* [SUPPLIED PASSAGE]:
----------------
Form of Acceptance of Recapture Agreement relating to Frontiers 2019 bonus plan and retention awards

EX-10.34 2 ftr-20181231xex10_34.htm EX-10.34 Exhibit 1034 2019 SLT Recapture Agreement

Exhibit 10.34

Acceptance of Recapture Agreement 

2019 Frontier Bonus Plan (FBP), Performance Retention Award (PRA) and Retention Award

This agreement is made as of February 13, 2019 (“Date of Award”) between Frontier Communications Corporation, a Delaware corporation (the “Company”) and NAME (the “Grantee”). The Company and the Grantee agree as follows:



1.

FBP Awards.  Notwithstanding anything in the Frontier Bonus Plan to the contrary, the Grantee agrees to repay to the Company any payments that have been received by the Grantee for the first, second and third quarter performance during 2019 if the Grantee leaves voluntarily for any reason or involuntarily for Cause as defined in Section 5 below, in either case, before the earlier of March 15, 2020 or the payout of the fourth quarter 2019 bonus.  If the repayment is made during 2019, the Company will adjust the Grantee’s final W-2 to reflect that the payments were not made.  If the repayment is made in 2020, the repayment will be made on an after-tax basis, so that you will repay the applicable portion of only your net, post-tax award.



2.

Performance Retention Award (PRA). The Performance Retention Award is in lieu of any Performance Share Award to which you may have been entitled to under any Employment Agreement or offer letter.  Your performance share award has been converted to a Performance Retention Award that can be earned based on quarterly goals and performance in the same manner and with the same metrics as your 2019 FBP Incentive. Notwithstanding anything in the following sentence to the contrary, the Committee has implemented a recapture provision on this Award such that if you leave voluntarily for any reason or involuntarily for Cause, in either case, before the earlier of March 15, 2020 or the fourth quarter 2019 payment, if any, you must repay to the Company the sum of all 2019 PRA payouts you have received during the year.  Further, you must repay to the Company 2/3rd or 1/3rd of the Award if you leave voluntarily for any reason or involuntarily for Cause, in either case, between February 13, 2020 and February 12, 2021 (2/3 repayment) or February 13, 2021 and February 12, 2022 (1/3 repayment) as the case may be.  If the repayment is made during 2019, the Company will adjust the Grantee’s final W-2 to reflect that the payments were not made.  If the repayment is made in 2020 or later, the repayment will be made on an after-tax basis, so that you will repay the applicable portion of only your net, post-tax award.
----------------
* [EXERCISE]: Pick up the Frontier recapture agreement after its final sentence and continue it.
----------------
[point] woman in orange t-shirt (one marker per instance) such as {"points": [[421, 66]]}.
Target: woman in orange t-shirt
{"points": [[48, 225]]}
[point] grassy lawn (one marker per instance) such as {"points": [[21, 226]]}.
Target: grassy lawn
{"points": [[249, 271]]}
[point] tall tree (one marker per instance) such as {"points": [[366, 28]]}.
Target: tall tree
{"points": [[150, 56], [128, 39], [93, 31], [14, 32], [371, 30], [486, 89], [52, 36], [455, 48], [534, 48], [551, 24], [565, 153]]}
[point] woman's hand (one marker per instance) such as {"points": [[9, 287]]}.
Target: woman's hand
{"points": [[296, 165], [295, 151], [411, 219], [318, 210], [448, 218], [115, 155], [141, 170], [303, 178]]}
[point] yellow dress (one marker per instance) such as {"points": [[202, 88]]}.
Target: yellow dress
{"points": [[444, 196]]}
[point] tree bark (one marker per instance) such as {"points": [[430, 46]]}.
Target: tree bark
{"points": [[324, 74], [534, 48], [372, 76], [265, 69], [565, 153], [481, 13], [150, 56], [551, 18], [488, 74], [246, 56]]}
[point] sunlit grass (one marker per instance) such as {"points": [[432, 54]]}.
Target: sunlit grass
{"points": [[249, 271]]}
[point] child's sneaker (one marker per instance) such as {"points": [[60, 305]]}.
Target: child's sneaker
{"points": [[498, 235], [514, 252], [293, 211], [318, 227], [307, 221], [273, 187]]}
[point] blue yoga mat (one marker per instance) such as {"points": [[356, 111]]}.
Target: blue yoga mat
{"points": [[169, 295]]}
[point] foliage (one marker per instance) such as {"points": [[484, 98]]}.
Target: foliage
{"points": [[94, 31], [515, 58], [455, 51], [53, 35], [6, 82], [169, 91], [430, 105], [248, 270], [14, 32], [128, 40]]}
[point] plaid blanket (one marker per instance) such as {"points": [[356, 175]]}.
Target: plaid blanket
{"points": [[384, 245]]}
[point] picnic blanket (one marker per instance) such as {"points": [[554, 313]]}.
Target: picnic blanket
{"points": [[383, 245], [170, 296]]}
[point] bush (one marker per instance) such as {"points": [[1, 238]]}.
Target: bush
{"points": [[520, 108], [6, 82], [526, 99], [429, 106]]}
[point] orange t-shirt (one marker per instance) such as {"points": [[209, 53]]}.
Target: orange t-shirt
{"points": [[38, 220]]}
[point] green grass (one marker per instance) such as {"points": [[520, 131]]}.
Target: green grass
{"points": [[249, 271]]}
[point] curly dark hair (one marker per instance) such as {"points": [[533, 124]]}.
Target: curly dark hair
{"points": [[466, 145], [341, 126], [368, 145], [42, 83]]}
----------------
* [RESPONSE BELOW]:
3.

The Retention Award. The Retention Award is in lieu of any Restricted Share Award to which you may have been entitled to under any Employment Agreement or offer letter.  Your Restricted Stock Award has been converted to a Retention Award that will be fully paid to you shortly after the Company receives this fully executed Acceptance Agreement from you. The Committee has implemented a recapture provision on this Award such that if you leave voluntarily for any reason or involuntarily for Cause, in either case, prior to February 12, 2020 you must repay to the Company the full Award value.  Further, you must repay to the Company 2/3rd or 1/3rd of the Award if you leave voluntarily for any reason or involuntarily for Cause, in either case, between February 13, 2020 and February 12, 2021 (2/3 repayment) or February 13, 2021 and February 12, 2022 (1/3 repayment) as the case may be.  If the repayment is made during 2019 the Company will adjust the Grantee’s final W-2 to reflect that the payments were not made.  If the repayment is made in 2020 or later, the repayment will be made on an after-tax basis, so that you will repay the applicable portion of only your net, post-tax award.



4.

Tax Withholding.  The Company may withhold from any and all amounts payable to you such federal, state and local taxes as the Company determines in its sole discretion may be required.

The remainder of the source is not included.